(Point labeling examples)

==============================

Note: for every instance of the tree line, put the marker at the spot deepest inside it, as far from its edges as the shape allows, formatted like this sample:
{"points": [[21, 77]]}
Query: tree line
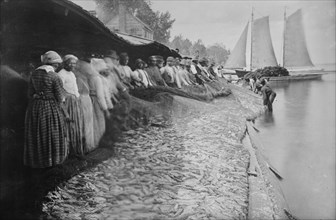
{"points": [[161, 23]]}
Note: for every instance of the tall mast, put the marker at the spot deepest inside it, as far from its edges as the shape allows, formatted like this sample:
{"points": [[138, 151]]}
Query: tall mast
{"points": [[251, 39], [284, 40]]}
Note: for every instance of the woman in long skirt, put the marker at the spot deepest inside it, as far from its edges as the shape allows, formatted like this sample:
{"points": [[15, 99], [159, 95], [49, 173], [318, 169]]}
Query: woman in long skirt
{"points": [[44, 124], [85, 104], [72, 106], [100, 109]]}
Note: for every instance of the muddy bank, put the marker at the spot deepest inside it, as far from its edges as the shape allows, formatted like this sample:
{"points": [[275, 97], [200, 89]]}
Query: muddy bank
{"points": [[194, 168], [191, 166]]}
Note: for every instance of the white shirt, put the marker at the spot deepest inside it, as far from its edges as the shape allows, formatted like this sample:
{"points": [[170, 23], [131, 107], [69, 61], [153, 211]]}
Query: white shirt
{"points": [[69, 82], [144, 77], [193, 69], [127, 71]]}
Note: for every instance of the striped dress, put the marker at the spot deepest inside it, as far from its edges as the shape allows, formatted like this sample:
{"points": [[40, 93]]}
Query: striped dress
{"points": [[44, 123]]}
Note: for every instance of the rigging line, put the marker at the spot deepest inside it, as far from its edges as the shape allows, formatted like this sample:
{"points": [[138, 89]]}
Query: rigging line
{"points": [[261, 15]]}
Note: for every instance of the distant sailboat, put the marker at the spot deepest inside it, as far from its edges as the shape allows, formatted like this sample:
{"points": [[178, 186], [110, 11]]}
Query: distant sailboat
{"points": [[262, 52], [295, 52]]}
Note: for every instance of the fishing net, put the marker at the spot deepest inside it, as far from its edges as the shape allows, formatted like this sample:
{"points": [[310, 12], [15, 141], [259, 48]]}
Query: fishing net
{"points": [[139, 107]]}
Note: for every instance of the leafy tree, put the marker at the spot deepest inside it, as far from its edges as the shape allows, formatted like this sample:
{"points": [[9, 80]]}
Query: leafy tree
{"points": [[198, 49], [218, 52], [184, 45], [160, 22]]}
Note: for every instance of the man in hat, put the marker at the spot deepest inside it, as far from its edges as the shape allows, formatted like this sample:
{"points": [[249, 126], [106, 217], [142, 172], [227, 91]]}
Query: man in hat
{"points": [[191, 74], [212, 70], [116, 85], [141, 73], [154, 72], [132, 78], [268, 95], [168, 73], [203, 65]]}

==============================

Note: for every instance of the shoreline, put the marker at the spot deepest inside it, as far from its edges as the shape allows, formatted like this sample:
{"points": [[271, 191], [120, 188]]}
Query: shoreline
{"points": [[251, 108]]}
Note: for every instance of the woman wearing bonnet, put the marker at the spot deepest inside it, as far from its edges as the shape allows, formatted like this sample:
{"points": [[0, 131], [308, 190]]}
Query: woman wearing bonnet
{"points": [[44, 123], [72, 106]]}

==============================

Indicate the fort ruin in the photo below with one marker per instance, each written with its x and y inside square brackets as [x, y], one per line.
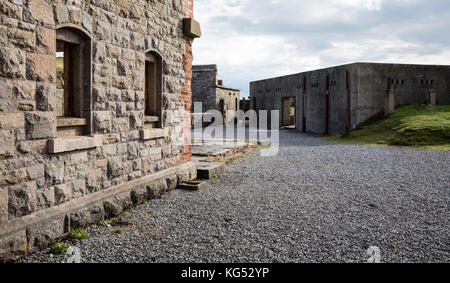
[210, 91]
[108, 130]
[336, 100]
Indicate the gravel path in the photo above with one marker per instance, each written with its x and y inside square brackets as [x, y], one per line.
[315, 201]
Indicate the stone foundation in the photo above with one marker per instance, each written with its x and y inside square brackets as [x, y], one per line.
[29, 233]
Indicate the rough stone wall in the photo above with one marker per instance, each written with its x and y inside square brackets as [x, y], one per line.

==============================

* **Work required**: List every line of the material above that contains the word "shoreline", copying each line in full.

* **Task result**:
Note: for every instance of the shoreline, put the marker at the spot deepest inside it, as far from its edges as the shape allows, formatted like this sample:
Query: shoreline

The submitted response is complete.